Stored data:
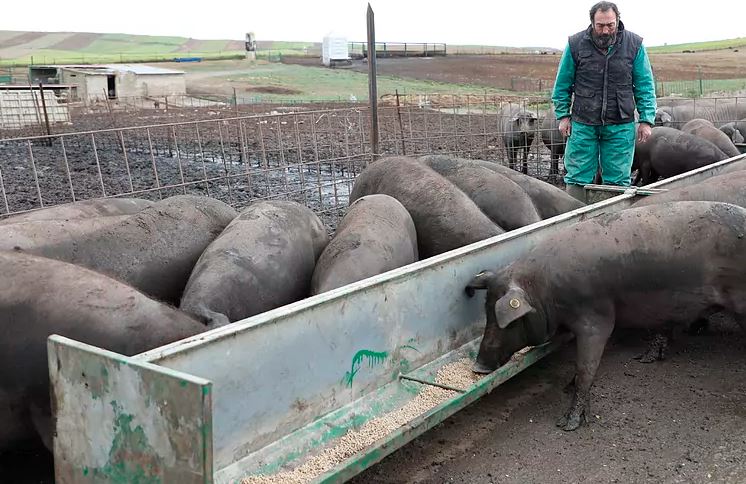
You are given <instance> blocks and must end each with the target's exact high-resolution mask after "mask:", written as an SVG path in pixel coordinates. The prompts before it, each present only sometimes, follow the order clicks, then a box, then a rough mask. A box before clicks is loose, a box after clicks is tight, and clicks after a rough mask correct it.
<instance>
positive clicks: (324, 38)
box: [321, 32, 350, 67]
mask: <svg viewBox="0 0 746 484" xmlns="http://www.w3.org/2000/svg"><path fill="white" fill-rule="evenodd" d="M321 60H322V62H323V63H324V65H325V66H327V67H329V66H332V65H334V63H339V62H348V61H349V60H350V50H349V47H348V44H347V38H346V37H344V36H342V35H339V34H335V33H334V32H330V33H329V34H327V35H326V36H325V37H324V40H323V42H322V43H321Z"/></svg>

---

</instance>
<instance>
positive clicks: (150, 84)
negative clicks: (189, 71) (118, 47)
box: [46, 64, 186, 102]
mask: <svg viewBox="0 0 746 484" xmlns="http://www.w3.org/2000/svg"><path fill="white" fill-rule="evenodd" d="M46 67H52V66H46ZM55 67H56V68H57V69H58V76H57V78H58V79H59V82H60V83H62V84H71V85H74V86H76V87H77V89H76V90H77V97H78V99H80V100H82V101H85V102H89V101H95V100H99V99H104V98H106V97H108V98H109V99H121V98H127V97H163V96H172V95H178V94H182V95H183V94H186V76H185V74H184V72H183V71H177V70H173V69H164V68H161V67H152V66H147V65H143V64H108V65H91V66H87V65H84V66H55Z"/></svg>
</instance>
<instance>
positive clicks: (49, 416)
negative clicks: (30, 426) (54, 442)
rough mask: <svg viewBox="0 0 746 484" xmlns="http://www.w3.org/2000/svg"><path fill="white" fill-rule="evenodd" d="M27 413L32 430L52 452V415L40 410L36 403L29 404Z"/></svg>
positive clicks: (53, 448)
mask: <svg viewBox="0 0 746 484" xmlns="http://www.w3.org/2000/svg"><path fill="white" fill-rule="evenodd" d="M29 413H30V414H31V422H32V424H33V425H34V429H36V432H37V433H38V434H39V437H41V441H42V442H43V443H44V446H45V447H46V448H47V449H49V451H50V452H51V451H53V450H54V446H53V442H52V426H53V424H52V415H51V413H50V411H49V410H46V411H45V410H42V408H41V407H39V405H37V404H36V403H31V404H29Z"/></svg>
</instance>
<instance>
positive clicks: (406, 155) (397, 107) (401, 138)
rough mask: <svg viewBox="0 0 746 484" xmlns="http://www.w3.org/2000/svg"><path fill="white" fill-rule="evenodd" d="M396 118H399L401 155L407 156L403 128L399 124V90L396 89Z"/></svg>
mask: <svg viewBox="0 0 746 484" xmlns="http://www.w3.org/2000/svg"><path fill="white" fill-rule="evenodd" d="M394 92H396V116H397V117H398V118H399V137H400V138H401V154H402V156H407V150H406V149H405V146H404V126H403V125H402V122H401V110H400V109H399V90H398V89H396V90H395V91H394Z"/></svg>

TASK PROMPT: Report each line of the data above that contains the word "clicks".

ANSWER SECTION:
You are given <instance> blocks and must end each with the target's exact high-resolution mask after "mask:", written as an SVG path in pixel coordinates. The prompts before it, each present only sometimes, follow the order clicks, then a box, then a rough mask. A box before clicks is loose, a box after clicks is tight, and clicks after a rough mask correct it.
positive clicks: (324, 38)
positive clicks: (150, 84)
negative clicks: (189, 71) (118, 47)
positive clicks: (49, 416)
negative clicks: (30, 426) (54, 442)
positive clicks: (53, 448)
positive clicks: (406, 155) (397, 107) (401, 138)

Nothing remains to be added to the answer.